Source excerpt ::
Converts a Cow into a box of dyn Error + Send + Sync.

Examples
use std::error::Error;
use std::mem;
use std::borrow::Cow;

let a_cow_str_error = Cow::from("a str error");
let a_boxed_error = Box::<dyn Error + Send + Sync>::from(a_cow_str_error);
assert!(
    mem::size_of::<Box<dyn Error + Send + Sync>>() == mem::size_of_val(&a_boxed_error))

Converts an OsString into an Rc<OsStr> by moving the OsString data into a new Rc buffer.

Creates an Ipv4Addr from a four element byte array.

Examples
use std::net::Ipv4Addr;

let addr = Ipv4Addr::from([13u8, 12u8, 11u8, 10u8]);
assert_eq!(Ipv4Addr::new(13, 12, 11, 10), addr);

Converts a Cow into a box of dyn Error.

Examples
use std::error::Error;
use std::mem;
use std::borrow::Cow;

let a_cow_str_error = Cow::from("a str error");
let a_boxed_error = Box::<dyn Error>::from(a_cow_str_error);
assert!(mem::size_of::<Box<dyn Error>>() == mem::size_of_val(&a_boxed_error))

Construct an exit code from an arbitrary u8 value.

Copies the string into a newly allocated Arc<OsStr>.

Converts a String into a PathBuf

This conversion does not allocate or copy memory.

Brief A :: Report how many lines of the listing contain the string "head", treating uppercase and lowercase letters as distinct. Give only the number.

Object point labels:
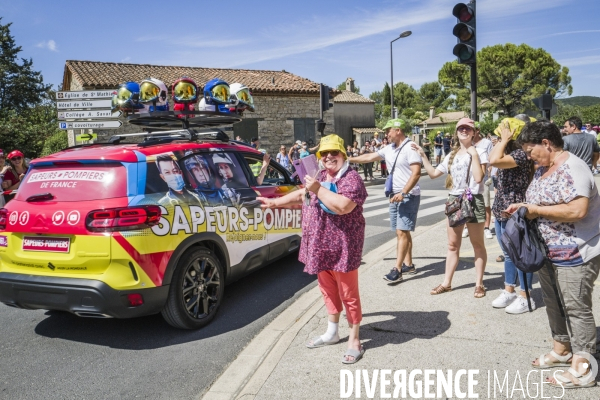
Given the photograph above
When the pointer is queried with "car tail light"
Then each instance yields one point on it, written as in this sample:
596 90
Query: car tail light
122 219
3 216
135 299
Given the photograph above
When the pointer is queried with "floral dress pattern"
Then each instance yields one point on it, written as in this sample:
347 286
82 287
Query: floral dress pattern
557 188
512 184
334 242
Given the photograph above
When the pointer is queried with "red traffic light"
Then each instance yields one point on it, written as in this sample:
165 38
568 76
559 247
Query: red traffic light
463 12
463 32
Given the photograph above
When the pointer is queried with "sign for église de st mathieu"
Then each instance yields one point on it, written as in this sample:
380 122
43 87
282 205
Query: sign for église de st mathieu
66 105
86 94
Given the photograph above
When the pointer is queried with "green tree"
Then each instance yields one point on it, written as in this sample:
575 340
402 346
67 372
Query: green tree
28 113
508 77
432 94
404 96
20 86
591 114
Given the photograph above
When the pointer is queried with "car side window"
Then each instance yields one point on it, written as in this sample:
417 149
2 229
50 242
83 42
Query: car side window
274 176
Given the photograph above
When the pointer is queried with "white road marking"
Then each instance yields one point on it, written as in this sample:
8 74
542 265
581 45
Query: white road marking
386 210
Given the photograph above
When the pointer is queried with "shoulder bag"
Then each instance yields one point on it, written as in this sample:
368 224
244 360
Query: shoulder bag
389 181
460 210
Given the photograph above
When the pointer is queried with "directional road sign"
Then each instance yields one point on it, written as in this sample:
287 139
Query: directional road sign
86 136
90 125
91 114
67 105
86 94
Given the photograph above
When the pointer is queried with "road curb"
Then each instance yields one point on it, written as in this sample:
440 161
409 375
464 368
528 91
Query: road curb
246 375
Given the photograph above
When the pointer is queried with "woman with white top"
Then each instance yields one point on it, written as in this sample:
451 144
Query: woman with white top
456 165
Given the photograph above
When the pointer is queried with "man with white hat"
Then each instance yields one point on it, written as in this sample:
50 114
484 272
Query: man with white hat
405 170
294 152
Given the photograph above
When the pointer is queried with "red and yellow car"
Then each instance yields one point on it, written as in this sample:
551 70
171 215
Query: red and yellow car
125 230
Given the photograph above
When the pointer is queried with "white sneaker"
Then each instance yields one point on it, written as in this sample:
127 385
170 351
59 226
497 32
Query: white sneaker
504 299
519 306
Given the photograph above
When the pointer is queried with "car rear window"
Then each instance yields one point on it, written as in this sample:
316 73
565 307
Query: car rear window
76 182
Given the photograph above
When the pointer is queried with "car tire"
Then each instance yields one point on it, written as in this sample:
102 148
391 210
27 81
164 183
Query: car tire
196 290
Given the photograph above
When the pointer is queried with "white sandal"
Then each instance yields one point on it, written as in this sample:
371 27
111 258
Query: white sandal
566 383
544 362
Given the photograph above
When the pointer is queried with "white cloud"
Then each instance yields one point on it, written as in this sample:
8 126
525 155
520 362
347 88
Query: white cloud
579 61
50 45
198 41
320 32
573 32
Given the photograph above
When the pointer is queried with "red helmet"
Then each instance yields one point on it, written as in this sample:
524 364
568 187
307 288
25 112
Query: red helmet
15 153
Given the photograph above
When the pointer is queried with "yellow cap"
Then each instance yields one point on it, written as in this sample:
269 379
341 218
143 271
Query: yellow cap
332 142
513 124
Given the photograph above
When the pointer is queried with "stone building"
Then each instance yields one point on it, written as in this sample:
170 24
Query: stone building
353 115
287 105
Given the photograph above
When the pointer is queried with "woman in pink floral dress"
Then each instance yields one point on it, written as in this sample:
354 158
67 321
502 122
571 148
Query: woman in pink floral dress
333 233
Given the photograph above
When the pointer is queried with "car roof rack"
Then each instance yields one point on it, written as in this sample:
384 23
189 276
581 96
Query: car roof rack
177 125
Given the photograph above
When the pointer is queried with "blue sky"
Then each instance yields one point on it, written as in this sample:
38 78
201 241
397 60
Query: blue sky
325 41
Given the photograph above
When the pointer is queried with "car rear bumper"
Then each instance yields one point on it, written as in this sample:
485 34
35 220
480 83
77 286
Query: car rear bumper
84 297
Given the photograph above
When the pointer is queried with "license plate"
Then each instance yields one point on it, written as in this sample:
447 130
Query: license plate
42 243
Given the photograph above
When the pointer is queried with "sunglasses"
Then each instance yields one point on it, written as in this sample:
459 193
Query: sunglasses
334 153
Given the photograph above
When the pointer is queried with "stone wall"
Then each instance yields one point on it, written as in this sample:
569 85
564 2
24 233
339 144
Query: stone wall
275 114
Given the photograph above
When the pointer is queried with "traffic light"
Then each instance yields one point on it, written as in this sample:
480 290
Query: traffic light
324 94
464 30
544 103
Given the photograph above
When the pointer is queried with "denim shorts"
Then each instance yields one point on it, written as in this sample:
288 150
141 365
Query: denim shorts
403 215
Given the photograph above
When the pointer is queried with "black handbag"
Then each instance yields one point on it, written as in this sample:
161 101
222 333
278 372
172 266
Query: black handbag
460 210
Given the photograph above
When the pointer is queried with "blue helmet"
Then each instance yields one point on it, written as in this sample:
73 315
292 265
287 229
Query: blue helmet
216 91
241 94
127 97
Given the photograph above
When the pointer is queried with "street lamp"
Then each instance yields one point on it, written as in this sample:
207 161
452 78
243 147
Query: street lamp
402 35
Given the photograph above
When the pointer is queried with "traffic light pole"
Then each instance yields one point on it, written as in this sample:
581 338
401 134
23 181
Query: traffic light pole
474 92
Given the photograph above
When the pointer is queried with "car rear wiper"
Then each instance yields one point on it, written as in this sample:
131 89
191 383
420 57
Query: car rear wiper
40 197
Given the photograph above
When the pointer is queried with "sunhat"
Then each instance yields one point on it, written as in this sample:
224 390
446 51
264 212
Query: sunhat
395 123
332 142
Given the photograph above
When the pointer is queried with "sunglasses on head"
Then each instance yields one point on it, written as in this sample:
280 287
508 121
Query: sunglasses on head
334 153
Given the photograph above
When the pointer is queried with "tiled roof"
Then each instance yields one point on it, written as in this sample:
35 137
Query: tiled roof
347 96
367 130
107 75
446 117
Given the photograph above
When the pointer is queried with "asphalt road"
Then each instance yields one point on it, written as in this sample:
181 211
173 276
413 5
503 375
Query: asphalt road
55 355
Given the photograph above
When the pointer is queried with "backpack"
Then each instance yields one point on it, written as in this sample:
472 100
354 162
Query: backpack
523 243
526 248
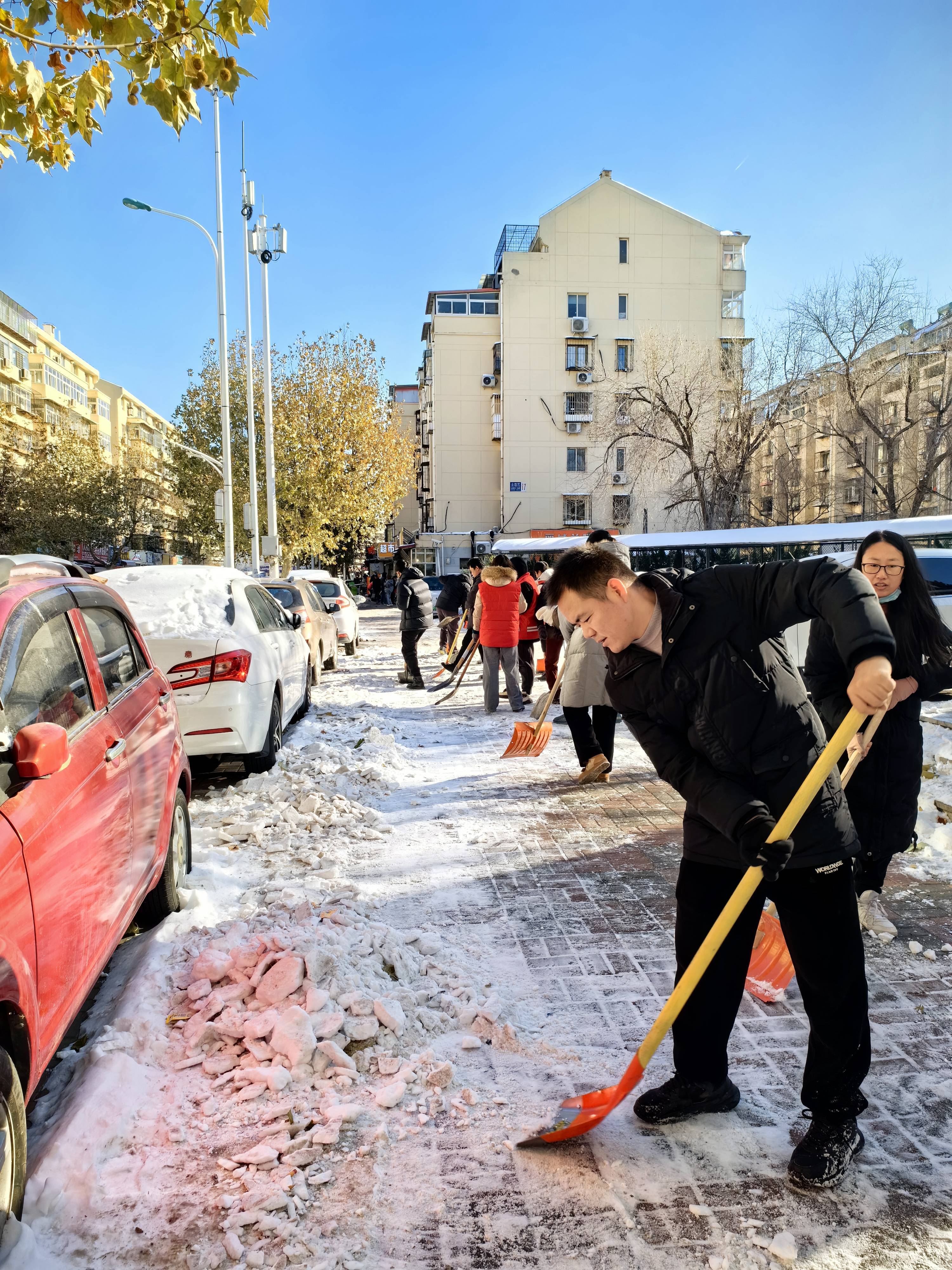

Brief B :: In the Rust conversion documentation, what does an Ipv4Addr get created from?

Exercise output A :: 2

Exercise output B :: A four element byte array.